Given passage =
----------------
Emerging market stocks drop to record discount to US

Stocks across emerging markets have dropped to a record valuation discount to US equities, according to the Institute of International Finance (IIF), as investors ditch assets deemed risky due to the coronavirus crisis.

Stocks across the developing world now trade at an average 7.8 times profits, on a cyclically adjusted price-to-earnings basis — a 65 per cent discount to the CAPE ratio of 22.6 for the US stock market.

The 23 per cent slide in the MSCI Emerging Markets index this year has taken its CAPE ratio below the levels witnessed during the global financial crisis. In contrast, US equities, as measured by the S&P 500 index, are still comfortably above their 2009 low of 13.7 times.

The CAPE measure, which is based on inflation-adjusted average earnings over the previous 10 years, is seen by some analysts as the best single measure of valuations as it smooths out booms and busts by looking across the economic cycle. In doing so, it avoids the standard problem of shares looking expensive when profits collapse in a recession, and cheap when profits are at their peak.

Sonja Gibbs, managing director for global initiatives at the IIF, said the resilience of the US market reflected an expected boost from fiscal and monetary stimulus, while emerging market equities were being hurt by their exposure to the commodity and tourism sectors.

She added that investors were also spooked by “tangible [foreign exchange] liquidity risks” for heavily leveraged companies in emerging markets, as debt burdens became harder to service when currencies dropped against the dollar.

“With both retail and institutional investors hoarding cash at an exceptional pace, lack of visibility on corporate earnings and anticipated job losses is undermining investor appetite for risk assets,” said Ms Gibbs.
----------------
Task item A =
In the article on emerging market stocks, what is the CAPE ratio given for the US stock market?
Task item B =
Repeat the part of the article on emerging market stocks that opens with the words containing "She added that" and closes with "said Ms Gibbs.".
This material is separate from the article on emerging market stocks.

(Recorded data)
----------------
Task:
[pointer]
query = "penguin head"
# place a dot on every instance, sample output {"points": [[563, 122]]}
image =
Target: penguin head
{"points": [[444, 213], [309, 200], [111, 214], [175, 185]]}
----------------
Worked solution A =
22.6

Worked solution B =
She added that investors were also spooked by “tangible [foreign exchange] liquidity risks” for heavily leveraged companies in emerging markets, as debt burdens became harder to service when currencies dropped against the dollar.

“With both retail and institutional investors hoarding cash at an exceptional pace, lack of visibility on corporate earnings and anticipated job losses is undermining investor appetite for risk assets,” said Ms Gibbs.